1910 schlug die deutsche Sozialdemokratin Clara Zetkin auf der Zweiten Internationalen Konferenz Sozialistischer Frauen in Dänemark vor, einen alljährlichen Tag der Solidarität mit arbeitenden Frauen in aller Welt im Kampf für gleiche wirtschaftliche und politische Rechte einzuführen. Sie rief dazu auf, die Öffentlichkeit durch Versammlungen und Demonstrationen darauf aufmerksam zu machen. Der erste Internationale Frauentag wurde für den 19. März 1911 festgelegt. (1)
 
In Russland wurde der Frauentag erstmals 1913 in Moskau und St. Petersburg begangen. 1914 fand er auch in Saratow, Samara, Iwano-Wosnessensk und Kiew statt. Zu dieser Zeit erschien auch die erste Ausgabe der Zeitschrift Rabotniza („Arbeiterin“), deren Gründung auf eine Initiative der Fraktion der Bolschewiki in der Russischen Sozialdemokratischen Arbeiterpartei (RSDAP) zurückging. Auf der ersten Seite der Rabotniza war zu lesen: „Die Zeitschrift verfolgt das Ziel, die Interessen der Frauenarbeiterbewegung allseits zu verteidigen.“ (2) Aus diesem Grunde – und weil sie bis heute erscheint – wurde die Rabotniza als Quelle für diese Geschichte des Internationalen Frauentags 8. März in Russland gewählt.
1914 war also der 8. März der Kampftag der Arbeiterinnen, (3) um gemeinsam mit den Arbeitern für die Klasseninteressen zu einzutreten. (4) Die nächste Rabotniza-Ausgabe zum 8. März erschien erst wieder im Jahr 1923 (5) – nun bereits in einem Land, das eine soziale Revolution erlebt hatte, einem Land, das neu aufgebaut wurde, und in dem es, wie es schien, keinerlei Unterdrückung geben konnte. So lauteten die Parolen zum Tag der Arbeiterinnen wie folgt: „Selbstdisziplin, Selbsttätigkeit und aktive Beteiligung der Frauen am wirtschaftlichen Leben des Landes“ (6).

* _Vorliegende Datensätze_

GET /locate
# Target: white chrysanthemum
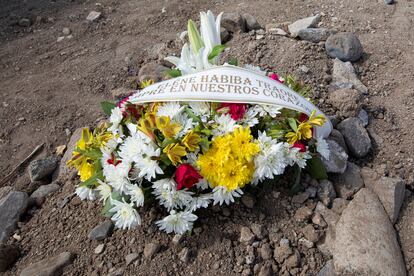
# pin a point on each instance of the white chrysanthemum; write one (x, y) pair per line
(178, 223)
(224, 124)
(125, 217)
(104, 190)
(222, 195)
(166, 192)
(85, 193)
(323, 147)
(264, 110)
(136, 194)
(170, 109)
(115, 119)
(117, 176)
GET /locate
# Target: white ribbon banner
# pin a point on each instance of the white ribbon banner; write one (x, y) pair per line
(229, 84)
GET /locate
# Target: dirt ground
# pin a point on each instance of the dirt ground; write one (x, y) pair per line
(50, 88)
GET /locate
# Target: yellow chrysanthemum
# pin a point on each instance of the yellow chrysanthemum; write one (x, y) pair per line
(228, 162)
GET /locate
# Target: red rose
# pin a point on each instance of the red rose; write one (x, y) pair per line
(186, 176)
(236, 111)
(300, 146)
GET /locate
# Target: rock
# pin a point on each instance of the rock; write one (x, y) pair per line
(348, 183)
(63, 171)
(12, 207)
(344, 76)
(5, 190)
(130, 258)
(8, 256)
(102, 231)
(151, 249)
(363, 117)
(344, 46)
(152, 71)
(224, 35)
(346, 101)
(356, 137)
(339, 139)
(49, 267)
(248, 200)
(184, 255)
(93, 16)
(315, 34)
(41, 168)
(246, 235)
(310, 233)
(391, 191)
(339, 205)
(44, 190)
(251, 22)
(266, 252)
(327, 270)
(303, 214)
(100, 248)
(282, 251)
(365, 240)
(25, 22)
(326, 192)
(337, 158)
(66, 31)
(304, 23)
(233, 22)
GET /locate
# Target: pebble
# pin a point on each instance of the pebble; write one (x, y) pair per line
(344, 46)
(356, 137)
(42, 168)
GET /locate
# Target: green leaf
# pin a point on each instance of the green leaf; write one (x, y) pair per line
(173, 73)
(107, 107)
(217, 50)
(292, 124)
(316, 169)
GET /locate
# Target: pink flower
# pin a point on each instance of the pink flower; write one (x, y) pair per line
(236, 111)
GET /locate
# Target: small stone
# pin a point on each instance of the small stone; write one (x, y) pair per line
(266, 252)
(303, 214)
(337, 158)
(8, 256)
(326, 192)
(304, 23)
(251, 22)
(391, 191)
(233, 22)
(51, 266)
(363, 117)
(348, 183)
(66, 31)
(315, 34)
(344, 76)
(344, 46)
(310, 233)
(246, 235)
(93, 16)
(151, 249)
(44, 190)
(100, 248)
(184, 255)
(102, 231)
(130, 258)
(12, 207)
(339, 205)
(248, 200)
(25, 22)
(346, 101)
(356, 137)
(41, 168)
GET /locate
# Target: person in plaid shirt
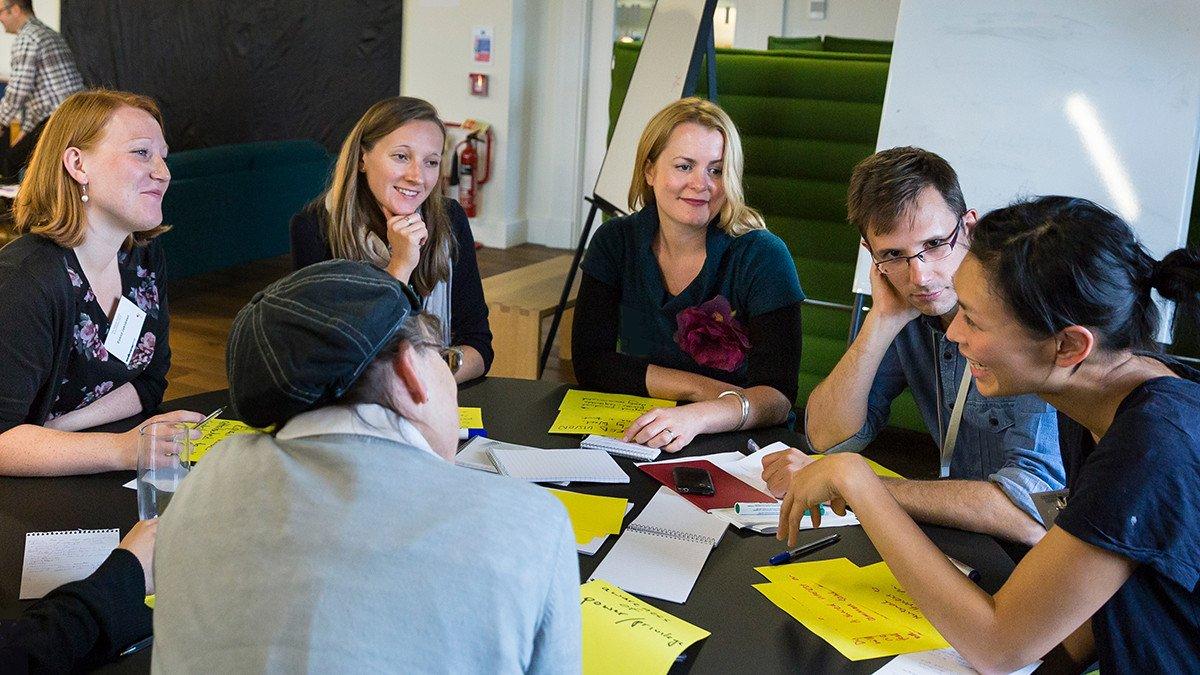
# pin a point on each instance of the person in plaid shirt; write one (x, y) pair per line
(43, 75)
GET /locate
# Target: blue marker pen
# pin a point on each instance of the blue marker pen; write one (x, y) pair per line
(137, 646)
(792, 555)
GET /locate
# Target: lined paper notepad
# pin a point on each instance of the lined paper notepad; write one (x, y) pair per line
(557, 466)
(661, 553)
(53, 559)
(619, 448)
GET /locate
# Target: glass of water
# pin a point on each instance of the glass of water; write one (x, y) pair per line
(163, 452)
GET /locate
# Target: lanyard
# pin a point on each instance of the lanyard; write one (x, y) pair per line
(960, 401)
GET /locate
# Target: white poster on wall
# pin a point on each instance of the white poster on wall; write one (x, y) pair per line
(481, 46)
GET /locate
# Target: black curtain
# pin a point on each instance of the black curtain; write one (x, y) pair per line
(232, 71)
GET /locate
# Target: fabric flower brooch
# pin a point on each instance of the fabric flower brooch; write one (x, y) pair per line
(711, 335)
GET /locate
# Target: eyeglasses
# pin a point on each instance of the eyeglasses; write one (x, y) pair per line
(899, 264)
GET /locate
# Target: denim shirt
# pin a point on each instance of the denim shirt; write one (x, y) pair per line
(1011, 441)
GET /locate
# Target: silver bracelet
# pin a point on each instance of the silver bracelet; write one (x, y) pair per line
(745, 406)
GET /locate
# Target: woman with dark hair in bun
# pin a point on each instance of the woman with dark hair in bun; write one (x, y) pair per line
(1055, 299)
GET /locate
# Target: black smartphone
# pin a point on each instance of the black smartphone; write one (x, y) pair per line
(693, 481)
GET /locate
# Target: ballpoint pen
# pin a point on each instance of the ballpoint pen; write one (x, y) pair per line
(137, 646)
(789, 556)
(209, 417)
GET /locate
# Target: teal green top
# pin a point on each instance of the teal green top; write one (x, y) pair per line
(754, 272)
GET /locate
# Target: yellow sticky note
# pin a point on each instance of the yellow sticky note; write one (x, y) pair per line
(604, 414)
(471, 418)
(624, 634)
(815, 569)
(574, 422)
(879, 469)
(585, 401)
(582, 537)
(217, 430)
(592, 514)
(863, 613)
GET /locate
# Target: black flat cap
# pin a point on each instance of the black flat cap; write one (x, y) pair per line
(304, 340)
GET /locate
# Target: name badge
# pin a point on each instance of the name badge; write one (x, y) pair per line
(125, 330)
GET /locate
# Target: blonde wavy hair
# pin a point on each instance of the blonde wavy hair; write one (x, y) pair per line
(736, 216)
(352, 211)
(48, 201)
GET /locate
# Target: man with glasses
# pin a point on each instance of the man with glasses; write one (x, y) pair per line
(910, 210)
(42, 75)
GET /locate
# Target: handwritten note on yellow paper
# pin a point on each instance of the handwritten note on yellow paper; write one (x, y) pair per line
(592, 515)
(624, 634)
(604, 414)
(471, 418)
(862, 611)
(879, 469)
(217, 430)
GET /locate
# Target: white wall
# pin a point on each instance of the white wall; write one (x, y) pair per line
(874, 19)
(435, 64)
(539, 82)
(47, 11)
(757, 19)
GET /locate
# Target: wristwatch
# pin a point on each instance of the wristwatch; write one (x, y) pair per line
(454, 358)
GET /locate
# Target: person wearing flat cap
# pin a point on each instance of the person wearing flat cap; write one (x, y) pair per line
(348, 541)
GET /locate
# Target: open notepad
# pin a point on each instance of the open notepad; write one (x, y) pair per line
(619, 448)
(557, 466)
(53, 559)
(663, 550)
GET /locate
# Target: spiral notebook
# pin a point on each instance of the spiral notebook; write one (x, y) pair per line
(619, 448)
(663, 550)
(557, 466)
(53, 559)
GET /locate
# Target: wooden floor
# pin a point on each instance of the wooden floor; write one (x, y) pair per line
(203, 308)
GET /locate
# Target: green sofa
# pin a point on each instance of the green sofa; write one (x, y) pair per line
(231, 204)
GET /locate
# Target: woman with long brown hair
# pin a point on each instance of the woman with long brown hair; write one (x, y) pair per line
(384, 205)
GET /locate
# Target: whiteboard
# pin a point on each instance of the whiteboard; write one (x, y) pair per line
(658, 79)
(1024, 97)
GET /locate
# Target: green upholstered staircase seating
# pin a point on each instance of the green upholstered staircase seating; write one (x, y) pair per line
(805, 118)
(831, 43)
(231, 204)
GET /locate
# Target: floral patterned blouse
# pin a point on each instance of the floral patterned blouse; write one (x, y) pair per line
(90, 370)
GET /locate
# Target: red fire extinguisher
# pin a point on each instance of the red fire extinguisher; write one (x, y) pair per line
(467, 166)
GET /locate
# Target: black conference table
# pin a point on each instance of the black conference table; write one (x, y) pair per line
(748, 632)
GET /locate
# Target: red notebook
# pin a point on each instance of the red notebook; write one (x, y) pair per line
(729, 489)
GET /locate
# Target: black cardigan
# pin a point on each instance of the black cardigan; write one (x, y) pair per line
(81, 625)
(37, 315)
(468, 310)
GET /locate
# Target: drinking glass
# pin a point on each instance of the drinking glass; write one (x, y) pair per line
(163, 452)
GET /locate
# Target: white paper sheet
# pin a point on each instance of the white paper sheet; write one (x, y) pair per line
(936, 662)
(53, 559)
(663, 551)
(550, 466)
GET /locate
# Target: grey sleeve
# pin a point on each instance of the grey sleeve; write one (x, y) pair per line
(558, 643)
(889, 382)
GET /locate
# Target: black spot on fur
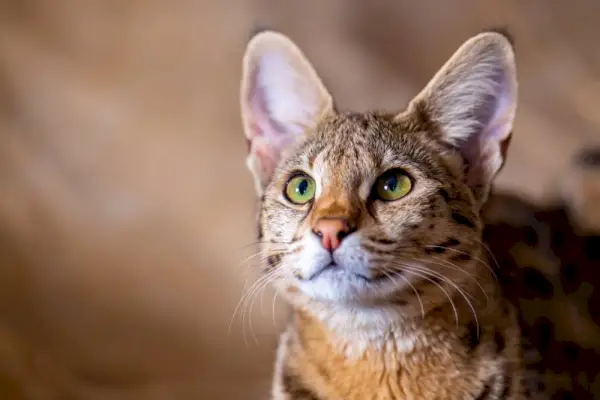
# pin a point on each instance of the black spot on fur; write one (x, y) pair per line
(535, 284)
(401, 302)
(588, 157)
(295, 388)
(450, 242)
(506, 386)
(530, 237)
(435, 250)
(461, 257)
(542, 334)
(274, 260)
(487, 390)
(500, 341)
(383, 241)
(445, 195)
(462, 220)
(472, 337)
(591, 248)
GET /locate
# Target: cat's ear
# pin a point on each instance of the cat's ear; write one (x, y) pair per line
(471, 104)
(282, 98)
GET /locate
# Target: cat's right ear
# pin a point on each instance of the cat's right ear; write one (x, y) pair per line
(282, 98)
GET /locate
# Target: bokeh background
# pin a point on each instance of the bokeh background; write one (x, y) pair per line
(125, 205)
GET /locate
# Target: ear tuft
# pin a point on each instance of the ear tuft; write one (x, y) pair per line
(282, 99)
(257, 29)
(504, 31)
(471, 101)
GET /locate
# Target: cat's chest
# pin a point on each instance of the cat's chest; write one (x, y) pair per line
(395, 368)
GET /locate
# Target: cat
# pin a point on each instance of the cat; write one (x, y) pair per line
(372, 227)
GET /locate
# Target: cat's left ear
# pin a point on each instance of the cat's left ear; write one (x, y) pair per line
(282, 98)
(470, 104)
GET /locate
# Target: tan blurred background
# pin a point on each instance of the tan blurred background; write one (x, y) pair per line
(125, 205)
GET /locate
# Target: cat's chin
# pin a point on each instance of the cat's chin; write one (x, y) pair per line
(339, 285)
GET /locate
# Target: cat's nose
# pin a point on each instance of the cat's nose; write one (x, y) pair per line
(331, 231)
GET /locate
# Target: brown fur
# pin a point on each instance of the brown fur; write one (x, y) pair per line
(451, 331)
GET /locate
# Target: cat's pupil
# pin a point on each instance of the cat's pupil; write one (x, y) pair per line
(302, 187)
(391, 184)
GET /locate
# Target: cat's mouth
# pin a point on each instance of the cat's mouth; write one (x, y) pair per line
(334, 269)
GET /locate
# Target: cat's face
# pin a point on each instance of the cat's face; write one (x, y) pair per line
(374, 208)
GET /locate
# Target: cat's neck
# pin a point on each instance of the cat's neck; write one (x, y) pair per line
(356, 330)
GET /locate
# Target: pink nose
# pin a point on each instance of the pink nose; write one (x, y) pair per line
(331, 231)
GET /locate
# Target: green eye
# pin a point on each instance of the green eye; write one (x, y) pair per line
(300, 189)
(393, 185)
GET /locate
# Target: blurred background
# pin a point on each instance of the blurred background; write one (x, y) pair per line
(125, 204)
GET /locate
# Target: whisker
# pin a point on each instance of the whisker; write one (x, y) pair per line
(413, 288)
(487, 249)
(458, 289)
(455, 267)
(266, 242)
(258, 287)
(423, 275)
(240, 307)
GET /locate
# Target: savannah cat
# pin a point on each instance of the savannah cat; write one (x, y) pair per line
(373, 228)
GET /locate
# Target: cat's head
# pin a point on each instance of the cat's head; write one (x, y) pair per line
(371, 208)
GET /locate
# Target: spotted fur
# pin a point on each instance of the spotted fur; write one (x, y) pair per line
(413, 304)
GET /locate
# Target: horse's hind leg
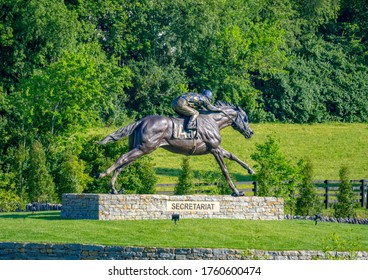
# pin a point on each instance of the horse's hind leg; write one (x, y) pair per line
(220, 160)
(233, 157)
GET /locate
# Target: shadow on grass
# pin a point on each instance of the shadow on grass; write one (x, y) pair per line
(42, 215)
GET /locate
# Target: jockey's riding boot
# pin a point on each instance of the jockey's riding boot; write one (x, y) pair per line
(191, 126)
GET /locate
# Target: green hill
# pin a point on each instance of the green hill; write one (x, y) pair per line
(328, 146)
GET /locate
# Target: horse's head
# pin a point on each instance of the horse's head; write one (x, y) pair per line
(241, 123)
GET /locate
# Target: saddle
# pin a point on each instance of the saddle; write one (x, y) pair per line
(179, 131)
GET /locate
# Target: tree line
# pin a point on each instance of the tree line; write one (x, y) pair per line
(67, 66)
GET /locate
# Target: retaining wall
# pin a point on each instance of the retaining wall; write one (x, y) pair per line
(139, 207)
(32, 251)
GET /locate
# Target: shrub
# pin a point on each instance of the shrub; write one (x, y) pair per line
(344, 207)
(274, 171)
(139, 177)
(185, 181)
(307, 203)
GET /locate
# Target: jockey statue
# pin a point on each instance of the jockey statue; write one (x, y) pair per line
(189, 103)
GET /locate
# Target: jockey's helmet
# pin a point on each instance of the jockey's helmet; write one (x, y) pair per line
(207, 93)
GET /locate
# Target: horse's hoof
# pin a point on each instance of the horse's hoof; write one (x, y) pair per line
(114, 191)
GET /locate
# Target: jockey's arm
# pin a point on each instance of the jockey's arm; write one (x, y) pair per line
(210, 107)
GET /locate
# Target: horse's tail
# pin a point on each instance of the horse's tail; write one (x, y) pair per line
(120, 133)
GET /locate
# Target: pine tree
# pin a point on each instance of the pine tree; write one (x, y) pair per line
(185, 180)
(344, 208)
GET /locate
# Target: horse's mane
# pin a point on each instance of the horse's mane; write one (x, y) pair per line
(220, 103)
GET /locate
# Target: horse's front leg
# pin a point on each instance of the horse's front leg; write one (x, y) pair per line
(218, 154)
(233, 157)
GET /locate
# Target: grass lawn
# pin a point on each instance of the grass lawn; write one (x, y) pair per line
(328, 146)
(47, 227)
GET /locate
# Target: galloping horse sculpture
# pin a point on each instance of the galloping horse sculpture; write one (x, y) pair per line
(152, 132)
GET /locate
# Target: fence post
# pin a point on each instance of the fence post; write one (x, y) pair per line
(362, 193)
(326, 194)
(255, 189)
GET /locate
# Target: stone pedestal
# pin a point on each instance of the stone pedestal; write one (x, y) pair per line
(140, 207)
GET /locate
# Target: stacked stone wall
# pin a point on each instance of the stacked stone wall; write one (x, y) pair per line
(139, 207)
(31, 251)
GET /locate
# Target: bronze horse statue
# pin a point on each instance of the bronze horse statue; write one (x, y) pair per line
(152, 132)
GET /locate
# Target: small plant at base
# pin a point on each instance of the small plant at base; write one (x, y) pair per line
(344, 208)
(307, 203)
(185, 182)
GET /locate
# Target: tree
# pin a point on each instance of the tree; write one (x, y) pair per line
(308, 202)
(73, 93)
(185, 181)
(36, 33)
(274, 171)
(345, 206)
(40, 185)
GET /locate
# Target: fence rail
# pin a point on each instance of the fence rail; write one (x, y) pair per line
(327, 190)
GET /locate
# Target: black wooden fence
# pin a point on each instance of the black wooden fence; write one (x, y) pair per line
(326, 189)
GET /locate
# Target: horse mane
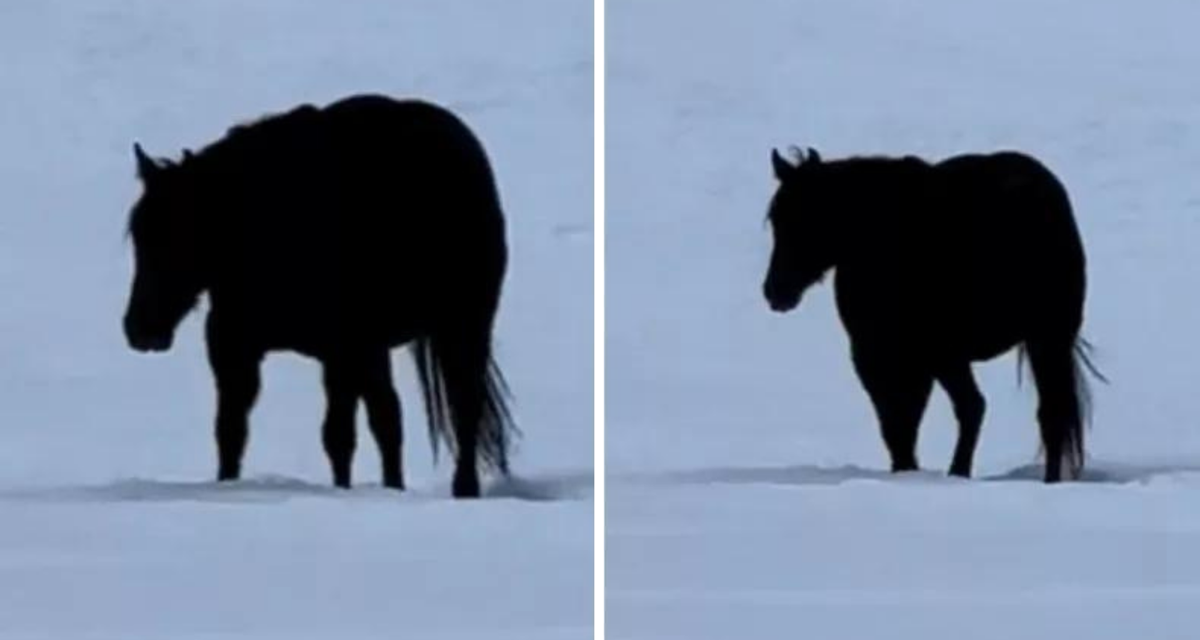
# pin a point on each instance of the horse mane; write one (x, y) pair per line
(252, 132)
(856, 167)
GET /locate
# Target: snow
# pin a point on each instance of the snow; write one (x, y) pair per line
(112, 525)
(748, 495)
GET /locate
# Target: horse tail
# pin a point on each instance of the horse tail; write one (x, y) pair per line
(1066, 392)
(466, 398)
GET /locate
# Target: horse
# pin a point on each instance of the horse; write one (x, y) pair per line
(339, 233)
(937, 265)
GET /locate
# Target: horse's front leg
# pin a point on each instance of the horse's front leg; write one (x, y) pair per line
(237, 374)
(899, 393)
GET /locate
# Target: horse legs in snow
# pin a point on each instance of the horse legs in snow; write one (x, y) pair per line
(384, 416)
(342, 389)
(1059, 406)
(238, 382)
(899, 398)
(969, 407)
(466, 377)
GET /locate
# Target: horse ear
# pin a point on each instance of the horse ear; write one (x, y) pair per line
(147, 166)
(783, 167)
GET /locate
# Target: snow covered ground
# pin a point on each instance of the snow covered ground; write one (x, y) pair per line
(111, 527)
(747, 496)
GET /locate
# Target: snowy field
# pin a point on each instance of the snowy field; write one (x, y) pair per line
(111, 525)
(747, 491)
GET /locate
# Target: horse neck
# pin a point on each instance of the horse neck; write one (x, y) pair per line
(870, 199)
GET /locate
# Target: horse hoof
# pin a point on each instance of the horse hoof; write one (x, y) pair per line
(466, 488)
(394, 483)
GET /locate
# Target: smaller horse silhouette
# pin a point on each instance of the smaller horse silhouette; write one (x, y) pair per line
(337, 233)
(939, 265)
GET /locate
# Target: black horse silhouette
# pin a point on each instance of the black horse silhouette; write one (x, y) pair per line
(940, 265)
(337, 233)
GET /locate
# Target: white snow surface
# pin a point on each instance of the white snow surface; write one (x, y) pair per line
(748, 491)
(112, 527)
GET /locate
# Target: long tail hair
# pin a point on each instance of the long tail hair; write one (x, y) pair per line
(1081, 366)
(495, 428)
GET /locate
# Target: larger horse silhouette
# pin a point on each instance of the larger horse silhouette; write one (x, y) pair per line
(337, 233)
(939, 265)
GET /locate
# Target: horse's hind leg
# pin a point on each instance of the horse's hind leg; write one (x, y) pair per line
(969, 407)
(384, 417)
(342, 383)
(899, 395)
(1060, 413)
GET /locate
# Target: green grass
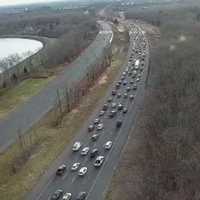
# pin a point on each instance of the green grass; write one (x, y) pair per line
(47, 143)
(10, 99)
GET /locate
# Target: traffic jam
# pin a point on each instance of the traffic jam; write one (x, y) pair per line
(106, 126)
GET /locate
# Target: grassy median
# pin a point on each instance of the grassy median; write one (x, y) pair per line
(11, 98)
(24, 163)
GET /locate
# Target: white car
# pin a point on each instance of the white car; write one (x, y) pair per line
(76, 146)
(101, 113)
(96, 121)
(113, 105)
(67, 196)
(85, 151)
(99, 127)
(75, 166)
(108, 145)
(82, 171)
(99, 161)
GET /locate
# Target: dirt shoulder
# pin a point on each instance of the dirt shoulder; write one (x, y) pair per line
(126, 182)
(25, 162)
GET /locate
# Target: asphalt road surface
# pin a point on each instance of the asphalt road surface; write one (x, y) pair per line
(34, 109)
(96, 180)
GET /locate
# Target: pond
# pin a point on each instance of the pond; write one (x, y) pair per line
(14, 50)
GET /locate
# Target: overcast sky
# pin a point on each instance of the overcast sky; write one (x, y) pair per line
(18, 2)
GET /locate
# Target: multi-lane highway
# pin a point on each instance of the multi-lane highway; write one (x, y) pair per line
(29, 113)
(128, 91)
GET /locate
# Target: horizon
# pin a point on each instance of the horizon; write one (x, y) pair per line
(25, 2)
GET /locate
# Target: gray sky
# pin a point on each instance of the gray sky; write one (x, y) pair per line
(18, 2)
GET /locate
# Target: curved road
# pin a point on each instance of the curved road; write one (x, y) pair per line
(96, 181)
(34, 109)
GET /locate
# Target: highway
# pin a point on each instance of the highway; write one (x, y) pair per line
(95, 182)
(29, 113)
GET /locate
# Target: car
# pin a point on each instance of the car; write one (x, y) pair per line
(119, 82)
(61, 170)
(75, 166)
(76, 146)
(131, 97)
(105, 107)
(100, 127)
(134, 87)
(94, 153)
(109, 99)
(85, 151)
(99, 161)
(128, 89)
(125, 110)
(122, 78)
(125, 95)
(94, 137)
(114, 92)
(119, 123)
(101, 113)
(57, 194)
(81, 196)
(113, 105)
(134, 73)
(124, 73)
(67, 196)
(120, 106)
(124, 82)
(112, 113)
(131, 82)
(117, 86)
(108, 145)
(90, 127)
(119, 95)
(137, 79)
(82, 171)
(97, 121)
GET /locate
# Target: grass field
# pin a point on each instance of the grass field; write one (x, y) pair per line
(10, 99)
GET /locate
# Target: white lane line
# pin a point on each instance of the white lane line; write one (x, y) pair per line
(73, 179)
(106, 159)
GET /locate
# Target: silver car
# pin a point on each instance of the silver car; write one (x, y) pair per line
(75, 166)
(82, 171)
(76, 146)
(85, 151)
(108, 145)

* _Aufgaben_
#1 Nenne alle Städte, in denen laut Ausgangstext der Frauentag in Russland 1913 oder 1914 begangen wurde.
#2 Gib jede Zeile der Datensätze wieder, die die Zeichenfolge "road" enthält, wobei die Groß- und Kleinschreibung zu beachten ist.
Ausgangstext und Datensätze haben verschiedene Herkunft.

* _Die Lösungen_
#1 Moskau, St. Petersburg, Saratow, Samara, Iwano-Wosnessensk, Kiew

#2
# Target: asphalt road surface
# pin a point on each instance of the asphalt road surface; write one (x, y) pair per line
# Target: curved road
# pin a point on each instance of the curved road; write one (x, y) pair per line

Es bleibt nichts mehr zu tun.